### Task directions
List every line of the data below that contains the word "yellow", copying each line in full.

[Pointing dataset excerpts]
-=-=-

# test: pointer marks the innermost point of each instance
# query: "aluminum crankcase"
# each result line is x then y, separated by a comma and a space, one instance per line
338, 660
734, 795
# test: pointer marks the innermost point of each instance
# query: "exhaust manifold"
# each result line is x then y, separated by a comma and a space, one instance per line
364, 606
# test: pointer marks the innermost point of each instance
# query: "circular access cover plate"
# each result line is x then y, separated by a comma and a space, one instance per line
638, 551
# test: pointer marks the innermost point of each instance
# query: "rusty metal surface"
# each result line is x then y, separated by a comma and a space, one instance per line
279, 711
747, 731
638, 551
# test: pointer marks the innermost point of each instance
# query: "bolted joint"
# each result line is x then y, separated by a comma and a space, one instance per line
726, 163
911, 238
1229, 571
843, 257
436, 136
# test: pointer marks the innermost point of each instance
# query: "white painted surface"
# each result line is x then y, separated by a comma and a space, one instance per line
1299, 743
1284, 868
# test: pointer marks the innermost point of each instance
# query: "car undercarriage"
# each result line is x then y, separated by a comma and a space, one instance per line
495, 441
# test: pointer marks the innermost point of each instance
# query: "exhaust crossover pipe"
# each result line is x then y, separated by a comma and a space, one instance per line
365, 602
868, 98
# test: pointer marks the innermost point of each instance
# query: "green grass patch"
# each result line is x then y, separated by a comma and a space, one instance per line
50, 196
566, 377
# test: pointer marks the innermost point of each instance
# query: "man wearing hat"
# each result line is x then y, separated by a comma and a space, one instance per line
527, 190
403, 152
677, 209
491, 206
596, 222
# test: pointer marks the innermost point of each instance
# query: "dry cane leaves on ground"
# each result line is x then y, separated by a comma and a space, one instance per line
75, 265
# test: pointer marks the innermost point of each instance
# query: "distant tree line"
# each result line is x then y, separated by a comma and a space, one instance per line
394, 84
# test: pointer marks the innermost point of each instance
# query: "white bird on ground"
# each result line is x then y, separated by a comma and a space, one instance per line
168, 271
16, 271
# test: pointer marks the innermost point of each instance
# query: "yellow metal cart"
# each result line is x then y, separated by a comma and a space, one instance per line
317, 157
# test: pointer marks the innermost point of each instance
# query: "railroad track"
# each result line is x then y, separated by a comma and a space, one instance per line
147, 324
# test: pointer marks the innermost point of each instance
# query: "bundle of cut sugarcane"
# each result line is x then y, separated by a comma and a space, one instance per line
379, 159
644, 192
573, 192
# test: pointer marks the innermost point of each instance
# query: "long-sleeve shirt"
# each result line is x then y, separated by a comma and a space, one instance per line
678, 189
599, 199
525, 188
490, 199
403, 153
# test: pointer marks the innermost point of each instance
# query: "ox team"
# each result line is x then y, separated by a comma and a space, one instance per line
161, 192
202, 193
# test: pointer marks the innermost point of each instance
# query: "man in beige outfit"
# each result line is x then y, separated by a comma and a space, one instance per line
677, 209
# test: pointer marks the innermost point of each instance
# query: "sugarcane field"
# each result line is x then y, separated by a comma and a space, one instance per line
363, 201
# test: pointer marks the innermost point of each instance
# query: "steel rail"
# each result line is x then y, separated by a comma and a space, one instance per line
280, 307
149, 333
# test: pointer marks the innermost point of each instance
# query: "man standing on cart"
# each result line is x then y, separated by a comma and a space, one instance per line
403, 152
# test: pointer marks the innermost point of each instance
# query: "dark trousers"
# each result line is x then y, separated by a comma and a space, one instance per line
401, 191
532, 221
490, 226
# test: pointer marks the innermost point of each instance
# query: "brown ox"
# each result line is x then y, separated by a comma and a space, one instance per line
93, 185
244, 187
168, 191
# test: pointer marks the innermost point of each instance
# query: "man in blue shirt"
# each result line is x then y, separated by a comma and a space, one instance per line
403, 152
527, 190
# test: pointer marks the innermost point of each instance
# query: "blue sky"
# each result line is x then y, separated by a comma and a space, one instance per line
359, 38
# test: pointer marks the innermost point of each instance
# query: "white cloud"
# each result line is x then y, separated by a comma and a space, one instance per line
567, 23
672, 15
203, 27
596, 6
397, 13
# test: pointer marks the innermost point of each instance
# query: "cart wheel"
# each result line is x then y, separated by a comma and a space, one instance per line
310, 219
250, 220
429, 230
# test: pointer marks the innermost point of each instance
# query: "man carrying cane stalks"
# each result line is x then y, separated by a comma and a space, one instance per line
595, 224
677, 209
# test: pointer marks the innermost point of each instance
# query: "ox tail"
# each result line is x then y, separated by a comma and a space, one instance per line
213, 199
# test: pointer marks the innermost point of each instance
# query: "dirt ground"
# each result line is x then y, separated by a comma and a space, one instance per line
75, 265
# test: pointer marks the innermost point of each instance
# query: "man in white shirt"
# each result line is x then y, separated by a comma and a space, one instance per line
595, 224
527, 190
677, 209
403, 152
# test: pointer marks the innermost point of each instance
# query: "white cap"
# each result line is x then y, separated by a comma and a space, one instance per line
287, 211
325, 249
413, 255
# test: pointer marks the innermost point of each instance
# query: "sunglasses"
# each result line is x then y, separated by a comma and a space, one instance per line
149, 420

-=-=-

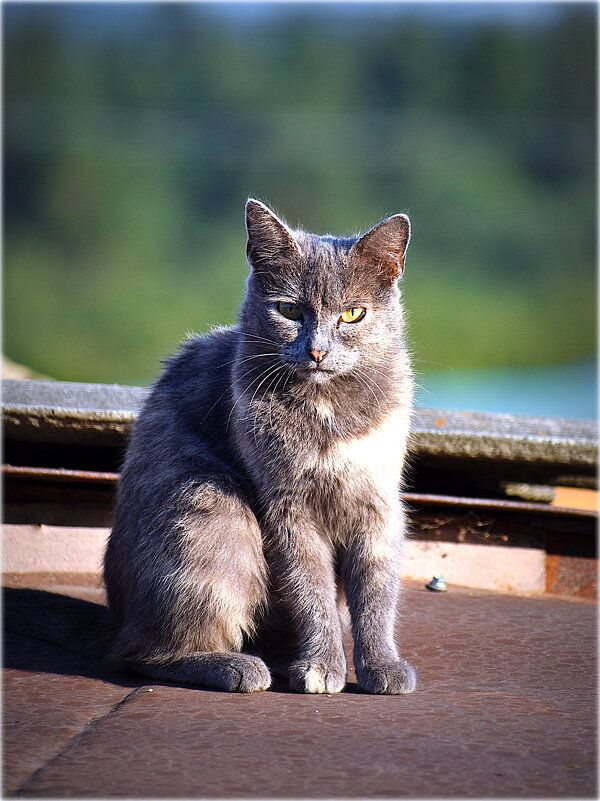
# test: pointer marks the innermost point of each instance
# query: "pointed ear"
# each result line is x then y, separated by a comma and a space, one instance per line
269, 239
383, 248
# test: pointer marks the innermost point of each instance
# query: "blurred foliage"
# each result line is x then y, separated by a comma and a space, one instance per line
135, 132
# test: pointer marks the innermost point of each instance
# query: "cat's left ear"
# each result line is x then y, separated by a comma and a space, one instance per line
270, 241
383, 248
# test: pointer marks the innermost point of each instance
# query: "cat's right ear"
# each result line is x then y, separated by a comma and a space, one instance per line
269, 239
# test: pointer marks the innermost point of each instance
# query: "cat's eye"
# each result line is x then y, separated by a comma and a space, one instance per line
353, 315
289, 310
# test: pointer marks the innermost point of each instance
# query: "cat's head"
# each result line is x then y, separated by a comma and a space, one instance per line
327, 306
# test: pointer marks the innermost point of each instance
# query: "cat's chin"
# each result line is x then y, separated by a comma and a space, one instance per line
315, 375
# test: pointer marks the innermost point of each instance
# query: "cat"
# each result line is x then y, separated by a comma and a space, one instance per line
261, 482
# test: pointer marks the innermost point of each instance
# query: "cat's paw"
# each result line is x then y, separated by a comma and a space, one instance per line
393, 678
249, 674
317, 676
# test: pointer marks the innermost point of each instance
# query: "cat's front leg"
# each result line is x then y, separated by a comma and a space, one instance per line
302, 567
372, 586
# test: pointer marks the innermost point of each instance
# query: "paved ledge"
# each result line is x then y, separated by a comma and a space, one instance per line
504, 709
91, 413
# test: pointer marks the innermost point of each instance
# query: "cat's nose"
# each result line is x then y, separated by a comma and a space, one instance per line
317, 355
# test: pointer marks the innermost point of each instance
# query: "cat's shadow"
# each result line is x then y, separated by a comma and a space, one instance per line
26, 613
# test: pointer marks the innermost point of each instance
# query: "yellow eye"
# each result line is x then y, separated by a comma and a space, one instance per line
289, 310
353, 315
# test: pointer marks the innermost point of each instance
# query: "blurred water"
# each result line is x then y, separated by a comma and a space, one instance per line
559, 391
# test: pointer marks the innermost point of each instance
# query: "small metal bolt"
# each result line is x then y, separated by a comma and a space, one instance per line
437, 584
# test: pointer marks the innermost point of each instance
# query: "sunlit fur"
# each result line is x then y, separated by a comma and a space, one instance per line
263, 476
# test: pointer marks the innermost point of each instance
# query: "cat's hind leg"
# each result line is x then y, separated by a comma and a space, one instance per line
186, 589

-=-=-

### Answer to this task
# query: "yellow metal cart"
# query: "yellow eye"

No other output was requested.